* **ЧТО СДЕЛАТЬ**:
A: Дословно перепишите фрагмент отрывка о школе и её директоре начиная со слов «Со стороны учителей» и заканчивая словами «любому другому ученику.» включительно.
B: Напишите продолжение отрывка о школе и её директоре Иване Кузьмиче Новикове, начав сразу после его последнего предложения.

* **ИСХОДНЫЙ ОТРЫВОК**:

^^^^^^^^

Необыкновенная близость к культуре была не единственной особенностью нашей школы. Способность к самостоятельному мышлению, которую нам стремились привить, требовалась даже в таких идеологически окрашенных предметах, как история. Наверняка надиктованный Сталиным «Краткий курс» искаженной им истории ВКП(б) безусловно оставил след не только в нас и наших учителях. Я не хочу утверждать, что наш директор на уроке «Газета», проводимом им самим, хотел создать противовес этому. Фактом остается, однако, что этот особенный предмет существовал только в нашей школе. На нем учитель будил наш интерес к событиям в мире таким необычным образом. Часто он требовал от нас «читать между строк». Как правило, одному из учеников поручался реферат по одной из актуальных тем, «Кузьмич», как звали мы директора между собой по его отчеству, побуждал нас к высказыванию в дискуссии противоположных мнений. Содержание газеты не было для него догмой: это было ясно из глубоких комментариев Кузьмича в конце урока. Он ведь знал, что имеет дело с понятливыми учениками, которые продолжали дискуссии в своих семьях: в то время, когда любая нечаянная оговорка могла стать роковой. Иван Кузьмич Новиков был человеком с характером. Он не допускал, чтобы детям известных родителей оказывалось предпочтение, как не допускал и того, чтобы дети арестованных или осужденных чувствовали себя униженным или ущемленными. Дочь одного большого военачальника, объявленного тогда «агентом иностранной державы», была самой активной общественницей в нашем классе, она входила в узкий круг друзей Алика и моих. И это было не исключением, а правилом.
Со стороны учителей в отношении этих учеников не было никакой настороженности, ни предвзятости. Рассказывали, что после процесса над одним из виднейших партийных деятелей, Николаем Бухариным, осужденным как «особо опасный и подлый враг народа», наш директор пришел в класс дочери Бухарина и заявил: «Дети не отвечают за своих родителей», и потребовал, чтобы к девочке относились так же, как к любому другому ученику.

^^^^^^^^

* **Записи для определения местоположения**:
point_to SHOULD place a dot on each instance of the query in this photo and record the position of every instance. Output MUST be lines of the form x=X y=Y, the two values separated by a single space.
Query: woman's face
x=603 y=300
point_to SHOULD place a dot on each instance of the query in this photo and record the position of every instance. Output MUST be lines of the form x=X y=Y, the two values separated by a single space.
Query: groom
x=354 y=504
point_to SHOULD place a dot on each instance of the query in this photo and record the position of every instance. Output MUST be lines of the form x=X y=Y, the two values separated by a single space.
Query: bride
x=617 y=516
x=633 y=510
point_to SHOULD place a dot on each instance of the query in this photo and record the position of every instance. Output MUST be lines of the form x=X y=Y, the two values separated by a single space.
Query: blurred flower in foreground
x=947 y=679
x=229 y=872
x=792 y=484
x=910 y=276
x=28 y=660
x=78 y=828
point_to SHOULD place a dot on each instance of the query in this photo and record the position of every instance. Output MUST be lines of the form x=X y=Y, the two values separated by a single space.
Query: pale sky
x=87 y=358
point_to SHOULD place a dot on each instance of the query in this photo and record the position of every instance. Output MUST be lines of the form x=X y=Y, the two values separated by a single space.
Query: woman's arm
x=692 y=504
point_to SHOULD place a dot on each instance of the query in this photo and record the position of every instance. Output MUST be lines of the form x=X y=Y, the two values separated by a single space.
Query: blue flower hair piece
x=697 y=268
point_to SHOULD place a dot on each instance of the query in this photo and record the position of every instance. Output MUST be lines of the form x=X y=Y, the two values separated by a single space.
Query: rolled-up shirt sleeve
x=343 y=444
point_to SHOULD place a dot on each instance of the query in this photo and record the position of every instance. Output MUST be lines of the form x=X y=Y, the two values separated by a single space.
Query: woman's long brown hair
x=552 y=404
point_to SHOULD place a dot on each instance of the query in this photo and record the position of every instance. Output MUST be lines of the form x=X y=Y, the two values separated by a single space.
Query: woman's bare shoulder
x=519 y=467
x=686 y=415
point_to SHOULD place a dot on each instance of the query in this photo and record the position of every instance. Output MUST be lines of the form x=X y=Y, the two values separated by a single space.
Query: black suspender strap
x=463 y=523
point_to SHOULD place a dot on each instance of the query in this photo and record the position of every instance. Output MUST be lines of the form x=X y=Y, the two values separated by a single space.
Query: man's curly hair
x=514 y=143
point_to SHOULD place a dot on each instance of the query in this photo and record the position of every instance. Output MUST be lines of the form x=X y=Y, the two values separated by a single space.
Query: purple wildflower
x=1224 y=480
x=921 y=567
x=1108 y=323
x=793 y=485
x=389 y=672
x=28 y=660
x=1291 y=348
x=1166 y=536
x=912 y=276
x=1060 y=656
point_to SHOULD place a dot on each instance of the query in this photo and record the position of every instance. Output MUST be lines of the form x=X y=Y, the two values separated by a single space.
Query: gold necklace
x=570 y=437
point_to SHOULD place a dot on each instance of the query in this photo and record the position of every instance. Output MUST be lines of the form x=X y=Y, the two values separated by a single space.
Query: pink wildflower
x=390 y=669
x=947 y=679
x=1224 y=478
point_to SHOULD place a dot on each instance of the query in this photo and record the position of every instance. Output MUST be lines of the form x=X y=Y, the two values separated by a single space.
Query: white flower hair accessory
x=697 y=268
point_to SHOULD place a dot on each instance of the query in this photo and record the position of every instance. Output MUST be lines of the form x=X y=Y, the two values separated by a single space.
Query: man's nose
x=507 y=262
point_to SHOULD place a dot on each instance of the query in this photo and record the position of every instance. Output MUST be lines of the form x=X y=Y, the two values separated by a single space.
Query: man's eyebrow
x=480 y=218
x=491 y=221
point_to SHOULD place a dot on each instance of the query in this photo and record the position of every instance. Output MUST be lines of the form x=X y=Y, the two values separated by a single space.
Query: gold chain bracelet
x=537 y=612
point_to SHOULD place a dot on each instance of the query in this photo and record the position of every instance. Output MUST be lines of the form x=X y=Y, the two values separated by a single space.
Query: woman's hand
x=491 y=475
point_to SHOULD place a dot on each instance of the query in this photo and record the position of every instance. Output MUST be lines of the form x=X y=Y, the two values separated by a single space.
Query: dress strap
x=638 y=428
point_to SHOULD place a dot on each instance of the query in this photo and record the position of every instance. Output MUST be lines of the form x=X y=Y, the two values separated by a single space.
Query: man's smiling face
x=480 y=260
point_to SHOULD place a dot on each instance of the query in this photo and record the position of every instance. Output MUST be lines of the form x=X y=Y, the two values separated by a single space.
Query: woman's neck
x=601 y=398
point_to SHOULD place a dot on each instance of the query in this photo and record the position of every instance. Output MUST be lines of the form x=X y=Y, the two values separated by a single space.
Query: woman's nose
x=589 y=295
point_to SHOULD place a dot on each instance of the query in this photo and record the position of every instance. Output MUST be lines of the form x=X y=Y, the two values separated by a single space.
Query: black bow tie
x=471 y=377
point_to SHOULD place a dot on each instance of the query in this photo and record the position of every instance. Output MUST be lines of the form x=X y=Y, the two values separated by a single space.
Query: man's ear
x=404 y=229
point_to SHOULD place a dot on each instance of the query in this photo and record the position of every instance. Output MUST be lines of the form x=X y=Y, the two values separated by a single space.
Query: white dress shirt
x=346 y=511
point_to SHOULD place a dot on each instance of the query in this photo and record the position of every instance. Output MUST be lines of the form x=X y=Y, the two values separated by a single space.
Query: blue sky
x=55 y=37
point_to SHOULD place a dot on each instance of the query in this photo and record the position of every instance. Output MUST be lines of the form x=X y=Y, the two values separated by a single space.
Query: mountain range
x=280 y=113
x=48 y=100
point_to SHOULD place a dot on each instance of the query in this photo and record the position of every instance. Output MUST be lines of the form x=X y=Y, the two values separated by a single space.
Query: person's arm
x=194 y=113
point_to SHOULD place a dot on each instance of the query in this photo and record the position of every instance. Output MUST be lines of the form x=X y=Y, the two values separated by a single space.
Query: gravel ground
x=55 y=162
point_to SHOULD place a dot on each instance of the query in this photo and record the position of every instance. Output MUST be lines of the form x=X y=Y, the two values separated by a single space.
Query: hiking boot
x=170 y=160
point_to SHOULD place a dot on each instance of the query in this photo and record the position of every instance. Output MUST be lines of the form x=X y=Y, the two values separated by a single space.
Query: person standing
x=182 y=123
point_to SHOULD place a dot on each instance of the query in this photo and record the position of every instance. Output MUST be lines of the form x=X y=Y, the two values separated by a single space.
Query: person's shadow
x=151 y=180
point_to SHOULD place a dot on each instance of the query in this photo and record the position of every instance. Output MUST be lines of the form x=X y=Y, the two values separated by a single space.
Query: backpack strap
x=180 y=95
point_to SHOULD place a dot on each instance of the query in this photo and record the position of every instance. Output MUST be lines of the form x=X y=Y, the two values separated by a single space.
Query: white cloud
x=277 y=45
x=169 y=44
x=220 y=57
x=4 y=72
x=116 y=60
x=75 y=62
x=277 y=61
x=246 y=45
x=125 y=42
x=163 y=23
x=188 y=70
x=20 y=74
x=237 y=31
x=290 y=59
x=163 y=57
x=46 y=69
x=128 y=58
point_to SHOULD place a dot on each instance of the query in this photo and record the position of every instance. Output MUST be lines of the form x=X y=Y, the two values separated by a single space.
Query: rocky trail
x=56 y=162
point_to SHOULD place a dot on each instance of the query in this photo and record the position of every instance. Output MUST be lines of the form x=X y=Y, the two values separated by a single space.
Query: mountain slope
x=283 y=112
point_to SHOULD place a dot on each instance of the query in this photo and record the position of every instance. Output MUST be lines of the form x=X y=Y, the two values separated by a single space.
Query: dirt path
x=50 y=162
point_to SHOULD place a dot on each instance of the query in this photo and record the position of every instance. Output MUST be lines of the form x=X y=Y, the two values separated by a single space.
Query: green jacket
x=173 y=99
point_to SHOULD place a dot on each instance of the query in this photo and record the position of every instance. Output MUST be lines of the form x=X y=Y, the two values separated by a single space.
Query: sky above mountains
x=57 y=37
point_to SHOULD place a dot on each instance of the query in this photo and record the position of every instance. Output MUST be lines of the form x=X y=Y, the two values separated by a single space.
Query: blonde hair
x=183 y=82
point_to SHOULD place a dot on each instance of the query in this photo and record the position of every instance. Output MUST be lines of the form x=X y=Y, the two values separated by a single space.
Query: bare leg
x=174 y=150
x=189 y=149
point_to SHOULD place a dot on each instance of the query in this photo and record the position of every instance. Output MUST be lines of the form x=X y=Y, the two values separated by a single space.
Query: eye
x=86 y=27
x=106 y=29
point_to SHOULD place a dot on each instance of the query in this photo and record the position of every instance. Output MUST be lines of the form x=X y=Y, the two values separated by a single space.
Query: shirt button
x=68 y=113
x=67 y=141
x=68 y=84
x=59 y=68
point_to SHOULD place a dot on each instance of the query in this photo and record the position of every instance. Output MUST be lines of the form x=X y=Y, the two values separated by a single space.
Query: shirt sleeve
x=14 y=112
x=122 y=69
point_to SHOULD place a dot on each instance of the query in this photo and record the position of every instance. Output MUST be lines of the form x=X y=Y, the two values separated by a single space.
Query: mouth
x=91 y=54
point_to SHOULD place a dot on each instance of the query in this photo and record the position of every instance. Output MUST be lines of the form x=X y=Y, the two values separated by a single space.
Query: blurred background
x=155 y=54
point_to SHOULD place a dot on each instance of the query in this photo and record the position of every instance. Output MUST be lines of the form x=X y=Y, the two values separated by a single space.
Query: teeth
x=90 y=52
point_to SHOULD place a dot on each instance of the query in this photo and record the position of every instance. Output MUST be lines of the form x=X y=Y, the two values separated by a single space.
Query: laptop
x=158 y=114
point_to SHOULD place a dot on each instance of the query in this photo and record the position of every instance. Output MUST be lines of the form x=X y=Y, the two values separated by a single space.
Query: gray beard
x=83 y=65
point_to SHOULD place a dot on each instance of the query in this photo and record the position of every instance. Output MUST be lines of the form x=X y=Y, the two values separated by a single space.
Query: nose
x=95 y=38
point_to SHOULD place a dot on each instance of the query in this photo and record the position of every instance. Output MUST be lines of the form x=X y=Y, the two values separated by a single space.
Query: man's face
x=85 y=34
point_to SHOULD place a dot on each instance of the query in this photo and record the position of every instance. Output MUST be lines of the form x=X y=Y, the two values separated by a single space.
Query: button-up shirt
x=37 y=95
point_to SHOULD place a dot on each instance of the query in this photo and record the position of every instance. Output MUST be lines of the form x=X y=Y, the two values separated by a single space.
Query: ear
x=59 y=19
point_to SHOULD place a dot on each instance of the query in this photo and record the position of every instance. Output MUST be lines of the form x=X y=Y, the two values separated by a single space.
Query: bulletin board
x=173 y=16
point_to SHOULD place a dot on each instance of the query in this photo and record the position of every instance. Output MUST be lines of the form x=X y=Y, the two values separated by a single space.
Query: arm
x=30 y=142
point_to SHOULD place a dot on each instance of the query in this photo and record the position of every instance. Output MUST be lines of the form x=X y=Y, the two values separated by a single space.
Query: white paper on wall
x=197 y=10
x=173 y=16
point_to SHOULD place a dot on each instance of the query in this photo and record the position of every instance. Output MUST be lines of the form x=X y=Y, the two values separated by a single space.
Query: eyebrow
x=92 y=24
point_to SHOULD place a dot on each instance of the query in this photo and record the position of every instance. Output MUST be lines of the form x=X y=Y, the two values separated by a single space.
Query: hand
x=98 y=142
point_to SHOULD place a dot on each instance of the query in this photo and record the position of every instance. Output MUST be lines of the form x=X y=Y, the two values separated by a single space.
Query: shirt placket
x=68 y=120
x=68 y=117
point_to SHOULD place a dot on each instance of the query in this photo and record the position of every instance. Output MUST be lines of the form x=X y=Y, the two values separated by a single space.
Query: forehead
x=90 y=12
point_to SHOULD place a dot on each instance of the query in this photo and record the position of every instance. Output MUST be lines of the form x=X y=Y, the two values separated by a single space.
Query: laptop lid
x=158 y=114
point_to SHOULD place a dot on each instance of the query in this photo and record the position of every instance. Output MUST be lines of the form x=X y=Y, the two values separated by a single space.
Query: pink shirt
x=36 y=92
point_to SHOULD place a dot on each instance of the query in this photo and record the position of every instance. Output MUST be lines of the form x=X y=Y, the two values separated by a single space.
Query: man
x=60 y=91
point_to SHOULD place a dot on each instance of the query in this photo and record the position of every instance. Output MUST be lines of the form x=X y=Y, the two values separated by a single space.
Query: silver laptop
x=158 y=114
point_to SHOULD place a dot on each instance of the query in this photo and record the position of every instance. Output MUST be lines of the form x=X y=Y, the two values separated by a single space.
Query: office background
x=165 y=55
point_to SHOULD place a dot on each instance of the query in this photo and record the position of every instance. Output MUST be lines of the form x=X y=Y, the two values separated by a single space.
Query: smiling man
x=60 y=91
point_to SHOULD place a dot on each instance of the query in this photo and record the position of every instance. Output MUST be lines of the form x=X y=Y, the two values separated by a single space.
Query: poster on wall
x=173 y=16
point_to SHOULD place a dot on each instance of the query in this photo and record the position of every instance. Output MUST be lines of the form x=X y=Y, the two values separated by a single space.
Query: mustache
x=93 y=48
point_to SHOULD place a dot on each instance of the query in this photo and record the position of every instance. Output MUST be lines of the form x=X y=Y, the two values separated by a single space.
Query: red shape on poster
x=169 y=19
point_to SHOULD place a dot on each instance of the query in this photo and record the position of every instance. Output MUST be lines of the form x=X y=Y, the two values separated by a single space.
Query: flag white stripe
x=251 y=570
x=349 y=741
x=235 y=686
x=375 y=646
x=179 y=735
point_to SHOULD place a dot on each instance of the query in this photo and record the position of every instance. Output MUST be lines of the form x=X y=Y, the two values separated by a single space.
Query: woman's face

^^^^^^^^

* **ОТВЕТЫ ПО ЗАДАНИЯМ**:
A:
Со стороны учителей в отношении этих учеников не было никакой настороженности, ни предвзятости. Рассказывали, что после процесса над одним из виднейших партийных деятелей, Николаем Бухариным, осужденным как «особо опасный и подлый враг народа», наш директор пришел в класс дочери Бухарина и заявил: «Дети не отвечают за своих родителей», и потребовал, чтобы к девочке относились так же, как к любому другому ученику.

B:
Конечно, этот человек один не мог предотвратить эти события. Но он хоть что-то делал, когда другие бездействовали. И это не прошло для нас бесследно, даже при том, что мы не могли или не хотели осознать тогда ужас происходившего рядом с нами.
Воспоминания о нашей молодости полны противоречий. Вера в идеалы социализма и в безграничный авторитет Сталина почти не допускали сомнений. Мы жили, как дети и молодежь во всем мире, имели свои радости, свои влюбленности, свои хобби, занимались спортом - а рядом были мрачные тени, случалось необъяснимое зло.
Конечно, у Алика и у меня определенную роль играло то, что в наших семьях никто прямо не подвергся репрессиям. И дома, и с пострадавшими друзьями, как правило, не говорилось об арестованных.
Так было и с нашим товарищем из класса Костей, ближайшим другом Алика. Отец Кости, руководящий работник угольной промышленности, исчез средь бела дня и никогда более не появился. Костина мать отныне имела право проживать не ближе 101-го километра от Москвы. Костя же со своей сестрой жил в городе на деньги, полученные от продажи рояля. Он донашивал костюмы и белье отца. Мать друга часто подкармливала его, хотя и у нее стол отнюдь не ломился от яств.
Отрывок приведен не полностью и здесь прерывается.